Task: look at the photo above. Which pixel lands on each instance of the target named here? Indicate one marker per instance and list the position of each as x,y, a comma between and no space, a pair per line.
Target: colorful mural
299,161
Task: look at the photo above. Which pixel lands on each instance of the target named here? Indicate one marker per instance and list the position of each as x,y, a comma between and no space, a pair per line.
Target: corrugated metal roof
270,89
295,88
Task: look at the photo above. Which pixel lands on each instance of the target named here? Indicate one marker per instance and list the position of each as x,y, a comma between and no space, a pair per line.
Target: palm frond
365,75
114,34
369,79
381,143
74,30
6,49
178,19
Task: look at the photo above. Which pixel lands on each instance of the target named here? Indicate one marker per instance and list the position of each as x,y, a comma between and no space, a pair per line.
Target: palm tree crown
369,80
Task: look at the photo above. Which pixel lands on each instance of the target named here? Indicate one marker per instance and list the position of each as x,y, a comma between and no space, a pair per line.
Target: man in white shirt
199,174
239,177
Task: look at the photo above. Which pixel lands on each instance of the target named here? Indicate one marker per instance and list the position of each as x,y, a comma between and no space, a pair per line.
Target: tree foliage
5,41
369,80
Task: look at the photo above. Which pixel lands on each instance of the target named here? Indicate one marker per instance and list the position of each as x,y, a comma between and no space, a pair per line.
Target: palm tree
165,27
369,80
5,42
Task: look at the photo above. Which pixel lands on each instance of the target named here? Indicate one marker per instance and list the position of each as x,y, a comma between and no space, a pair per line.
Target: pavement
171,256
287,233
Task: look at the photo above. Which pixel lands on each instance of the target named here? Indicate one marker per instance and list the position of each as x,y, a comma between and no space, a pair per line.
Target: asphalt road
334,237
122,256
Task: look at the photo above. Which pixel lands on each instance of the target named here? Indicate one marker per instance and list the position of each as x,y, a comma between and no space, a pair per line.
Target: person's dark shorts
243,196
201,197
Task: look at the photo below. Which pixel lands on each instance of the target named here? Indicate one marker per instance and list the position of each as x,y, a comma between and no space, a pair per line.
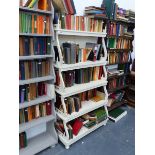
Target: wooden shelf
116,105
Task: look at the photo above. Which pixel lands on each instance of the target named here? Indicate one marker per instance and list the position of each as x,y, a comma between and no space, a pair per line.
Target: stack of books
39,4
33,69
130,15
34,46
22,140
120,57
72,53
34,23
80,76
95,12
79,23
34,112
120,43
32,91
115,83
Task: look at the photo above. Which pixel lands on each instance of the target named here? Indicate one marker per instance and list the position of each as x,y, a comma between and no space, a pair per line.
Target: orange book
29,113
77,23
32,23
42,4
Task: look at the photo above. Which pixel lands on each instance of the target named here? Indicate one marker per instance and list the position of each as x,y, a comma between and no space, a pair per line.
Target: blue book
22,70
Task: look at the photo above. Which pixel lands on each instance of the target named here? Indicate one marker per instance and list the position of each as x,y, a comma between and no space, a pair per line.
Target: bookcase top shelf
34,10
79,33
35,35
31,57
65,67
34,80
38,143
35,101
35,122
87,106
83,132
79,88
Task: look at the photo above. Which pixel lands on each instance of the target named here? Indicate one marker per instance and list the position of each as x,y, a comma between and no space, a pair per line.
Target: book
116,114
77,126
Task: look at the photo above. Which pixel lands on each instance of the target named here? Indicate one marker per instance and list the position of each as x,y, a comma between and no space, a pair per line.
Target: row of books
115,97
38,4
22,140
34,112
74,103
34,23
95,12
79,23
119,43
88,120
116,29
34,46
33,69
32,91
117,83
64,6
73,54
80,76
121,57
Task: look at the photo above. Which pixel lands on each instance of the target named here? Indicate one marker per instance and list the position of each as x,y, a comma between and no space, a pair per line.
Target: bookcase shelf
38,143
49,137
87,106
31,57
35,101
78,88
83,132
35,122
35,80
26,9
35,35
66,67
79,33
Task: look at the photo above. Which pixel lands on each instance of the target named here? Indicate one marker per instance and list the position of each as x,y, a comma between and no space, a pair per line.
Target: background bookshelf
76,89
120,26
37,77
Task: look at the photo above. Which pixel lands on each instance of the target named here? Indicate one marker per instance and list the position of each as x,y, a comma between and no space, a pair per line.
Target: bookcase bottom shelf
38,143
83,132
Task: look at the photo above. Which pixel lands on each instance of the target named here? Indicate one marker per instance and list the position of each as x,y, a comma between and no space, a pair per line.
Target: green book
116,114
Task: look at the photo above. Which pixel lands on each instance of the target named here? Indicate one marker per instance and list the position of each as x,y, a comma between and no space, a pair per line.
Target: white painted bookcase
80,37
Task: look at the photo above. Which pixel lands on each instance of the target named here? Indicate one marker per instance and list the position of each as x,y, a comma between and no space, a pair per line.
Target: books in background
64,6
87,121
79,23
32,91
34,23
115,97
116,114
33,69
34,46
80,76
22,140
95,12
115,83
72,53
74,103
38,4
116,29
119,57
34,112
119,43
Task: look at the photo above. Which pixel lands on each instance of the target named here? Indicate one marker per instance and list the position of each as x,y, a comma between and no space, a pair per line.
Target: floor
112,139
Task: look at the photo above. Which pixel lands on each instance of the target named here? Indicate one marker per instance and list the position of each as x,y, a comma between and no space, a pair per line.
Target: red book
48,108
77,126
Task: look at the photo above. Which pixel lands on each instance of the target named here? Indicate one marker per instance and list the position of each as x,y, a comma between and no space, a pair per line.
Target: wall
81,4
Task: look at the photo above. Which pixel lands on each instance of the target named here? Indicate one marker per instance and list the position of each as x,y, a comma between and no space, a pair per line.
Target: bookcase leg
105,49
67,147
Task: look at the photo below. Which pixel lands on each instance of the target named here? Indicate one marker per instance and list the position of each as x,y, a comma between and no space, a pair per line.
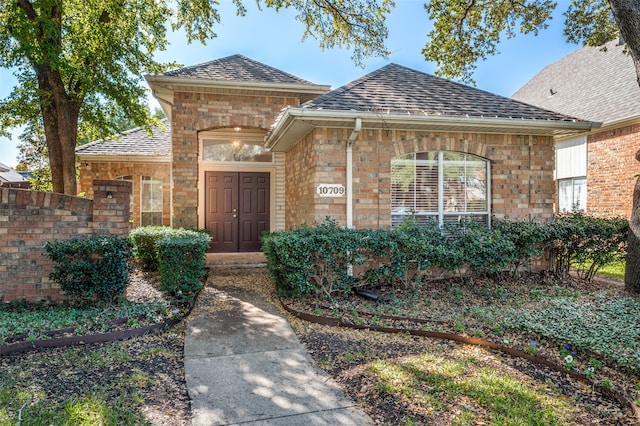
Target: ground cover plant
136,381
403,379
474,281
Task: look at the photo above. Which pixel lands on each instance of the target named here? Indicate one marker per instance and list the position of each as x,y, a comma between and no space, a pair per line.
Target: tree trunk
627,15
60,114
632,271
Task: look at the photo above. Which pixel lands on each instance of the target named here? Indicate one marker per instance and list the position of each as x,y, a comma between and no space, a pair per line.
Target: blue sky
275,39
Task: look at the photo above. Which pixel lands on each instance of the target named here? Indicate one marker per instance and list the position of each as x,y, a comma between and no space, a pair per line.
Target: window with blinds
439,186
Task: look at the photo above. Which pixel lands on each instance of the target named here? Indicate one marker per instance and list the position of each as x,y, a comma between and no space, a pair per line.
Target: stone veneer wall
611,171
108,170
522,184
28,219
194,112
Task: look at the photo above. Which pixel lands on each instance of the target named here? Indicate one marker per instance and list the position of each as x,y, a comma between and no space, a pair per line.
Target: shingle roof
400,90
590,83
237,68
132,142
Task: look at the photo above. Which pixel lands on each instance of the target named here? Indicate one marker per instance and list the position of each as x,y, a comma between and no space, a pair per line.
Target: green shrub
93,267
586,243
181,259
144,245
484,250
529,239
404,253
309,259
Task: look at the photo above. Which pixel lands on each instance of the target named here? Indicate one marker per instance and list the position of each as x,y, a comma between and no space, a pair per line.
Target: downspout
352,138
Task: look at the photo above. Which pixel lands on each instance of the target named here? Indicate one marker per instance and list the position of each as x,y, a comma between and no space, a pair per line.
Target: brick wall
108,170
522,167
194,112
28,219
611,170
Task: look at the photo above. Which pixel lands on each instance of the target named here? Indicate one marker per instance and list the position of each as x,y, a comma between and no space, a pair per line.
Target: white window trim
441,204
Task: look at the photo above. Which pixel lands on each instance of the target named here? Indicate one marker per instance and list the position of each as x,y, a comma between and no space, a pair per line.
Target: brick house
252,148
595,171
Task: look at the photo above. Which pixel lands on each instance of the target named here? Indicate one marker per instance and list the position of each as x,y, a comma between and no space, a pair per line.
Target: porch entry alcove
237,203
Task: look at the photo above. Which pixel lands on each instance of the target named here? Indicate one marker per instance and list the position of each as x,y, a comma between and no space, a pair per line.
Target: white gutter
302,120
352,138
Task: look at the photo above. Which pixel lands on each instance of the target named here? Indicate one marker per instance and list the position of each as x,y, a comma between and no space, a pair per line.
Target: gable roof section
593,83
396,97
132,143
235,74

What you should do
Pick out every line of the items above that contains the word "bookcase", treating uppercase and lowercase letters as different.

Response below
Target: bookcase top shelf
Target: bookcase shelf
Target: bookcase bottom shelf
Target: white painted bookcase
Target: bookcase leg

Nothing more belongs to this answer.